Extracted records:
** Start **

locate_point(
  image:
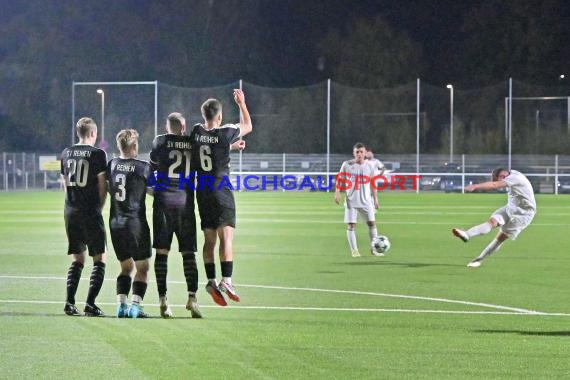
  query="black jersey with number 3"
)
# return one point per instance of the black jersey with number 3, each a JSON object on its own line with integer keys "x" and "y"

** End **

## [Required work]
Render the rows above as a JSON list of strings with one string per line. Skip blank lines and omit the pictures.

## [Written response]
[
  "locate_point(",
  "  image:",
  "  query=\"black jersey with number 3\"",
  ")",
  "# return one point per instance of the black jersey with number 3, each a JSON object on its own line with integer keys \"x\" and \"y\""
]